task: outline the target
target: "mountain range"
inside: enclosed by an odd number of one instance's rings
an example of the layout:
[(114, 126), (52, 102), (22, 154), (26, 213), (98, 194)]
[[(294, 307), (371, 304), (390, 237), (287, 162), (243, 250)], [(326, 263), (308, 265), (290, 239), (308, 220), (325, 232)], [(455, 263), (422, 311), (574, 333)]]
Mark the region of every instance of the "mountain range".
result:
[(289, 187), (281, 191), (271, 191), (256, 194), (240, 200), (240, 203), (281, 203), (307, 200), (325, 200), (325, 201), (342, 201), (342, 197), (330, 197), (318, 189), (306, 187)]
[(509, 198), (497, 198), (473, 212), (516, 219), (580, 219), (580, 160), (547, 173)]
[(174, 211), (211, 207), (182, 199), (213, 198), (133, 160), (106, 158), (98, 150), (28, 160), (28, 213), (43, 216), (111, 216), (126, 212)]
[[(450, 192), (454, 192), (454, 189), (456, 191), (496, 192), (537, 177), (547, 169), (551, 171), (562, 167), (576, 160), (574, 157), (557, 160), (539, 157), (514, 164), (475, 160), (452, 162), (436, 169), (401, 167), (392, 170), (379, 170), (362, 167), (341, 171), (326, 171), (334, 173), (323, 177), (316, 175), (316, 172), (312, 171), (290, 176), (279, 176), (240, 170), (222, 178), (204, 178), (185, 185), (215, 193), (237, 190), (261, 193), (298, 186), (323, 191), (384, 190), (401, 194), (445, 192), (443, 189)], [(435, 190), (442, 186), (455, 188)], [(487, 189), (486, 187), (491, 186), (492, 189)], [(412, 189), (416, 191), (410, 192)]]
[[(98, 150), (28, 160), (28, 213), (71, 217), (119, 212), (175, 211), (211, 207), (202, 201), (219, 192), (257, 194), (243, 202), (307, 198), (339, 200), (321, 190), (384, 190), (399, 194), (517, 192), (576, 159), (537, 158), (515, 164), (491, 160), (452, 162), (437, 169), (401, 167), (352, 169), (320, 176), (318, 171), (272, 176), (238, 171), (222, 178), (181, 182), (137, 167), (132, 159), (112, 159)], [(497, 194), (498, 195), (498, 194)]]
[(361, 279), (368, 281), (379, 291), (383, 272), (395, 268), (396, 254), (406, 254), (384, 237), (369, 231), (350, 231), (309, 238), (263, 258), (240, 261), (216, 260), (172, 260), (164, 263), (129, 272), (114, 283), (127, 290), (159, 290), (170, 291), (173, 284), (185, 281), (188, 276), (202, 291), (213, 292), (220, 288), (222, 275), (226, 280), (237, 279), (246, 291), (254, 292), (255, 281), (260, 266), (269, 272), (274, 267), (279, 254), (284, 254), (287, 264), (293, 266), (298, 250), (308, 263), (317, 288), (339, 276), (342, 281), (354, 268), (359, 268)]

| What is needed |
Copy out every row above, word for word, keeping each line the same.

| Task solution |
task: outline the target
target: "mountain range"
inside: enclosed by an odd number of one instance's rings
an example of the layout:
[(114, 126), (52, 102), (22, 154), (26, 213), (98, 194)]
[[(294, 307), (371, 304), (390, 237), (287, 162), (243, 250)], [(326, 263), (308, 265), (290, 239), (308, 220), (325, 232)], [(455, 263), (422, 311), (574, 333)]]
Mark the region of every instance of the "mountain range".
result:
[(289, 187), (281, 191), (271, 191), (256, 194), (240, 200), (240, 203), (281, 203), (307, 200), (325, 200), (325, 201), (342, 201), (342, 197), (330, 197), (318, 189), (306, 187)]
[(509, 198), (497, 198), (473, 212), (516, 219), (580, 219), (580, 160), (547, 173)]
[(174, 211), (211, 207), (182, 199), (213, 198), (133, 160), (106, 158), (98, 150), (28, 160), (28, 213), (43, 216), (111, 216), (126, 212)]
[[(450, 192), (454, 192), (454, 189), (456, 191), (496, 192), (537, 177), (547, 169), (551, 171), (562, 167), (576, 160), (574, 157), (557, 160), (539, 157), (514, 164), (475, 160), (452, 162), (436, 169), (401, 167), (392, 170), (379, 170), (362, 167), (341, 171), (326, 171), (334, 173), (323, 177), (316, 175), (316, 172), (312, 171), (290, 176), (279, 176), (240, 170), (222, 178), (204, 178), (185, 185), (215, 193), (237, 190), (261, 193), (298, 186), (323, 191), (384, 190), (401, 194), (445, 192), (443, 189)], [(435, 190), (442, 186), (455, 188)], [(487, 189), (486, 187), (491, 186), (492, 189)], [(412, 189), (416, 191), (410, 192)]]
[[(98, 150), (28, 160), (28, 213), (71, 217), (119, 212), (175, 211), (211, 207), (202, 201), (219, 192), (257, 194), (243, 202), (307, 198), (339, 200), (321, 190), (384, 190), (399, 194), (517, 192), (576, 159), (537, 158), (515, 164), (491, 160), (452, 162), (437, 169), (401, 167), (352, 169), (320, 176), (318, 171), (272, 176), (238, 171), (222, 178), (181, 182), (137, 167), (132, 159), (112, 159)], [(497, 194), (498, 195), (498, 194)]]
[(361, 279), (368, 281), (379, 291), (383, 272), (395, 268), (396, 254), (406, 254), (384, 237), (369, 231), (350, 231), (309, 238), (263, 258), (240, 261), (216, 260), (172, 260), (164, 263), (129, 272), (114, 283), (127, 290), (159, 290), (170, 291), (173, 284), (185, 281), (188, 276), (202, 291), (213, 292), (220, 288), (222, 275), (226, 280), (237, 279), (246, 291), (254, 292), (255, 281), (260, 266), (269, 272), (274, 267), (279, 254), (284, 254), (287, 264), (293, 266), (298, 250), (308, 263), (317, 288), (339, 276), (342, 281), (354, 268), (359, 268)]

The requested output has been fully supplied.